■ EXERCISE INSTRUCTIONS:
A - Answer these from the post about Frank Kameny, marking each answer (i), (ii), (iii) to match:
(i) In what year did Kameny found the Mattachine Society of Washington DC?
(ii) What slogan did he coin?
(iii) In what year did he become the first openly-gay person to run for Congress?
B - Rewrite every line of the records below, requests included, and scale each bounding-box coordinate in the answers by 0.35, rounding to whole numbers with halves rounded up. Omit the pictures.

■ EXCERPTED TEXT:

Tuesday, July 3, 2007

Frank Kameny is Good


Hi Everyone,

To kick off our first post I thought it'd be appropriate to talk about one of the Founding Fathers of our movement, Dr. Frank Kameny. A terrific interview with Dr. Kameny is in featured in the current issue of the Advocate: http://www.advocate.com/currentstory1_w.asp?id=46138

Some of our peers out there might be asking who is Frank Kameny and why is he considered one of our Founding Fathers? In 1961, eight years before the Stonewall rebellion in 1969, Dr. Kameny founded the Mattachine Society of Washington DC with gay activist Jack Nichols. While most of the other gay and lesbian groups at the time opted for a more quiet and low-key way of organizing---that is, by hiding, Dr. Kameny championed a more aggressive approach by confronting elected officials. He helped organize the first Gay Rights protests in front of the White House in 1965, coined the slogan "Gay is Good," and under his leadership the Mattachine Society surged to the forefront of the Gay & Lesbian Movement (then called the Homophile Movement).

Amongst his numerous achievements he fought to remove discrimination on the basis of sexual orientation from federal employment, a battle which was accomplished in 1975, became the first openly-gay person to run for Congress in 1971, and was instrumental in getting the American Psychiatric Association to remove homosexuality form its list of mental disorders in 1973. Along with the Daughters of Bilitis, and the Mattachine Society of NY, Kameny's group also picketed the Pentagon, US Civil Service Commission, and Independence Hall in Philadelphia, in the years before Stonewall.

■ PROVIDED RECORDS:
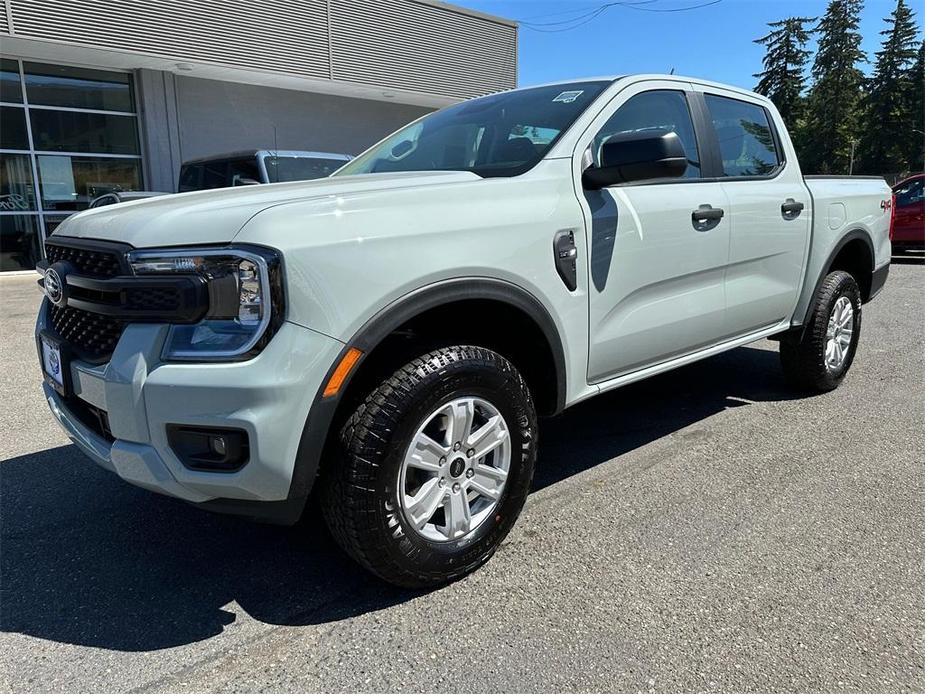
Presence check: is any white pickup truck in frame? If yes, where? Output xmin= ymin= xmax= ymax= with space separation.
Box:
xmin=36 ymin=75 xmax=891 ymax=586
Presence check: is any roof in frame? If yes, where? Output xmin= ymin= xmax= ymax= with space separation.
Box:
xmin=183 ymin=149 xmax=352 ymax=166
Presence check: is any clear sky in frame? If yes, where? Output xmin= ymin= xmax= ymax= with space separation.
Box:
xmin=452 ymin=0 xmax=925 ymax=89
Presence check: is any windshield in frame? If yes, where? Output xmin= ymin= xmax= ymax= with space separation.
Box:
xmin=336 ymin=81 xmax=609 ymax=177
xmin=263 ymin=154 xmax=346 ymax=183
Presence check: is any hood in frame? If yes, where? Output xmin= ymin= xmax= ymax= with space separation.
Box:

■ RESPONSES PER TASK:
A -
(i) 1961
(ii) "Gay is Good"
(iii) 1971

B -
Presence check: is any white pickup truck in frame? If yes, where? Output xmin= ymin= xmax= ymax= with space separation.
Box:
xmin=13 ymin=26 xmax=312 ymax=205
Presence check: is any roof in frame? If yes, where? Output xmin= ymin= xmax= ymax= with space separation.
Box:
xmin=64 ymin=52 xmax=123 ymax=58
Presence check: is any clear sky in frame? If yes, where? Output xmin= ymin= xmax= ymax= with space separation.
Box:
xmin=158 ymin=0 xmax=324 ymax=31
Presence check: is any windshield in frame? If yes, where? Output xmin= ymin= xmax= ymax= with space separation.
Box:
xmin=118 ymin=28 xmax=213 ymax=62
xmin=92 ymin=54 xmax=121 ymax=64
Presence check: is any hood in frame? If yes, where? Output xmin= ymin= xmax= ymax= with space separation.
Box:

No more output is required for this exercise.